Activity ▸ Transcribe each line of the material with no alterations.

Data to examine ▸
Start of Block
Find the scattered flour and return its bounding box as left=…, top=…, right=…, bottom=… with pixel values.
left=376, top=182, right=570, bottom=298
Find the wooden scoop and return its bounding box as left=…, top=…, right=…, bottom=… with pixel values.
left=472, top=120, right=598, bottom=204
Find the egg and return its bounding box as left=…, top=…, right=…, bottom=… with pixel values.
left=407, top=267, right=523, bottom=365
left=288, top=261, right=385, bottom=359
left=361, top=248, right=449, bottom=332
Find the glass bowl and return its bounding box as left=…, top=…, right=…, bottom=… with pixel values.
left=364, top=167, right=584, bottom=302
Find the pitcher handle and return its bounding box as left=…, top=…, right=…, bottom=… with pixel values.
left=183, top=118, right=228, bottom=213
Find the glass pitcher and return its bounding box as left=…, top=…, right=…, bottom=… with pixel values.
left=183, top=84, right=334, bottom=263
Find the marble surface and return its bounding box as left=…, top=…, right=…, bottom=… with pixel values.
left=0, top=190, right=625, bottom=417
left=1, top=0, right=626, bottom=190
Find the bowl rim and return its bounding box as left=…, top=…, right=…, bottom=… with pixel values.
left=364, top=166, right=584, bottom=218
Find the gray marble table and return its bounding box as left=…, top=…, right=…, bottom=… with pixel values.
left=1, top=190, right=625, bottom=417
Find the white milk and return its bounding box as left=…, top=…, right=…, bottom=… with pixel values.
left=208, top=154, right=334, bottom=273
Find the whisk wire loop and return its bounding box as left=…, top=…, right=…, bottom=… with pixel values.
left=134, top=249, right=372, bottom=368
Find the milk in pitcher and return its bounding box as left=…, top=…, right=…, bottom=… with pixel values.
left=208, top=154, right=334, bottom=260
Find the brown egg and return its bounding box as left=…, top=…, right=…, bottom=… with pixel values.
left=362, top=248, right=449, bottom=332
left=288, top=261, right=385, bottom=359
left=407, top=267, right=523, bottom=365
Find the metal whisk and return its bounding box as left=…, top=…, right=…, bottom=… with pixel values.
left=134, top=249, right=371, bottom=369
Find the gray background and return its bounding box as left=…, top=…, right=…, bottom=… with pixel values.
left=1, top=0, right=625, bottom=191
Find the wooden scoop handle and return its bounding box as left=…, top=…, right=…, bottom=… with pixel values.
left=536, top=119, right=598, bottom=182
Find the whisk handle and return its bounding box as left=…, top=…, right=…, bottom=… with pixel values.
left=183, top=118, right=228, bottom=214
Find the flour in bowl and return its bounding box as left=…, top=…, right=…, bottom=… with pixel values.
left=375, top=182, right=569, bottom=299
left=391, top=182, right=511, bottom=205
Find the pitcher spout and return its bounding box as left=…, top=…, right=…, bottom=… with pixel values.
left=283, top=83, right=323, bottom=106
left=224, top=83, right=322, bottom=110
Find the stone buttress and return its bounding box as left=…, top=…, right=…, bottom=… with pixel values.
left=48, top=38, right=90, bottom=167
End of Block
Task solution ▸
Find the scattered flour and return its bounding box as left=…, top=…, right=…, bottom=… with pixel values.
left=376, top=182, right=570, bottom=298
Find the wooden scoop and return its bounding box as left=…, top=…, right=…, bottom=… with pixel values.
left=472, top=120, right=598, bottom=204
Find the egg and return its bounding box as left=…, top=…, right=…, bottom=… with pixel values.
left=407, top=267, right=523, bottom=365
left=288, top=261, right=385, bottom=359
left=361, top=248, right=449, bottom=332
Find the glass bowl and return its bounding box as left=…, top=…, right=…, bottom=… with pixel values.
left=364, top=167, right=584, bottom=302
Find the pitcher handle and return its bounding box as left=…, top=…, right=…, bottom=… with pixel values.
left=183, top=118, right=228, bottom=213
Find the glass pitcher and return its bounding box as left=…, top=…, right=…, bottom=… with pixel values.
left=183, top=84, right=334, bottom=263
Find the marble surface and return its bounding box as left=…, top=…, right=…, bottom=… with pixel values.
left=0, top=190, right=625, bottom=417
left=1, top=0, right=626, bottom=190
Find the bowl rim and return its bounding box as left=…, top=…, right=…, bottom=… with pixel values.
left=364, top=166, right=584, bottom=218
Find the gray marble table and return its bounding box as left=…, top=…, right=…, bottom=… with pixel values.
left=1, top=190, right=625, bottom=417
Find the white milk and return its bounding box as left=…, top=…, right=…, bottom=… with pixel values.
left=208, top=154, right=334, bottom=273
Find the whisk wire loop and return its bounding box as left=…, top=…, right=…, bottom=… with pixel values.
left=134, top=249, right=372, bottom=368
Find the milk in pitcher and return its bounding box as left=…, top=…, right=…, bottom=… with pixel values.
left=208, top=154, right=334, bottom=260
Find the brown egg and return its bounding box as left=…, top=…, right=…, bottom=… with pixel values.
left=362, top=248, right=449, bottom=332
left=288, top=261, right=385, bottom=359
left=407, top=267, right=523, bottom=365
Find the metal whisk and return its bounding box as left=…, top=…, right=…, bottom=… with pixel values.
left=134, top=249, right=371, bottom=369
Find the gray background and return its bounding box as left=…, top=…, right=…, bottom=… with pixel values.
left=1, top=0, right=625, bottom=191
Find the wooden scoop handle and return its bounding box as left=…, top=…, right=…, bottom=… with pixel values.
left=536, top=119, right=598, bottom=182
Find the whisk handle and return its bounding box as left=…, top=…, right=…, bottom=… with pixel values.
left=183, top=118, right=228, bottom=214
Find the flour in bowl and return its bounding box as left=…, top=…, right=…, bottom=… with pixel values.
left=375, top=182, right=569, bottom=299
left=391, top=182, right=511, bottom=205
Find the pitcher spout and return its bounding box as left=…, top=…, right=…, bottom=… with pixel values.
left=283, top=83, right=323, bottom=106
left=224, top=83, right=322, bottom=110
Find the stone buttress and return its bounding box as left=…, top=…, right=…, bottom=… with pixel values.
left=48, top=38, right=90, bottom=167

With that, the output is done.